* WHAT IS NEEDED:
Retype the data that follows, keeping every character the same.

○ ○ ○ ○

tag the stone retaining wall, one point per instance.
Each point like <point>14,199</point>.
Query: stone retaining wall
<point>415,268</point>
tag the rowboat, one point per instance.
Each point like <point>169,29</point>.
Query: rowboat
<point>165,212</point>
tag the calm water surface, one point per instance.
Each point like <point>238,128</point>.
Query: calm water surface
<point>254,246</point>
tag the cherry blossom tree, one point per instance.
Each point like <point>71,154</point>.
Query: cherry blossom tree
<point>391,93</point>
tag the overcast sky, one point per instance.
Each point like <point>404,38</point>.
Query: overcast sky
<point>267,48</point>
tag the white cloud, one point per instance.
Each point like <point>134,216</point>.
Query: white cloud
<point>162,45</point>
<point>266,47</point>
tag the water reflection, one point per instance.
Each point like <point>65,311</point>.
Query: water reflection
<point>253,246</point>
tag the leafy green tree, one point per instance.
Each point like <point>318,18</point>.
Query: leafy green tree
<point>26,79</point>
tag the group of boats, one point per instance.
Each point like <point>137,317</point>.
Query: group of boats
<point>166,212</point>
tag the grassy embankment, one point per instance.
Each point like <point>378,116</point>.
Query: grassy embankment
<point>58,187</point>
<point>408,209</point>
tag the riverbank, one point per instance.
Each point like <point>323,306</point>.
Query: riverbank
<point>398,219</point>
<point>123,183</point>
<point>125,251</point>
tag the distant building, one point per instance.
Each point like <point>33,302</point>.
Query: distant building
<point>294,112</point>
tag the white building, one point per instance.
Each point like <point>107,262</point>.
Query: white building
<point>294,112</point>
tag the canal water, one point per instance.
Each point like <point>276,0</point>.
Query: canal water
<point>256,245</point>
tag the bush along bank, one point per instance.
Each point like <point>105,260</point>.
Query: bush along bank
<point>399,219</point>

○ ○ ○ ○

* SOLUTION FOR THIS TASK:
tag the stone retaining wall, one point per instance.
Each point like <point>14,199</point>.
Query: stone retaining wall
<point>415,268</point>
tag the rowboat, one point per instance.
Each point like <point>169,29</point>.
Query: rowboat
<point>165,212</point>
tag the calm water surface, one point per instance.
Each point like <point>238,128</point>.
Query: calm water surface
<point>254,246</point>
tag the cherry blossom tree, one point per instance.
Each point like <point>71,154</point>.
Query: cherry blossom tree
<point>391,93</point>
tag the overcast sky, one point per instance.
Each point like <point>404,38</point>.
Query: overcast sky
<point>267,48</point>
tag the white cloud, one point per instance.
Each point like <point>134,216</point>.
Query: white cloud
<point>162,45</point>
<point>266,47</point>
tag the water reflection, one point per instance.
Each point like <point>65,311</point>.
Query: water reflection
<point>253,246</point>
tag the leafy green tree, one point per instance.
Each point like <point>318,18</point>.
Query: leafy green tree
<point>26,79</point>
tag the group of boats, one point per instance.
Each point like <point>137,317</point>.
Query: group of boats
<point>166,212</point>
tag the grassy embankment, one point per instance.
Each point like <point>378,116</point>.
Query: grassy embankment
<point>58,187</point>
<point>408,209</point>
tag the riverbank, one point per instance.
Each point like <point>323,306</point>.
Query: riverbank
<point>398,219</point>
<point>123,183</point>
<point>125,251</point>
tag the distant building, one point per instance.
Each point like <point>33,302</point>.
Query: distant building
<point>294,112</point>
tag the white building, one point per instance.
Each point like <point>107,262</point>.
Query: white building
<point>294,112</point>
tag the canal water, one point per instance.
Each point like <point>276,0</point>.
Query: canal water
<point>256,245</point>
tag the bush along bank, one point per instance.
Each point like <point>105,260</point>.
Query: bush along bank
<point>399,219</point>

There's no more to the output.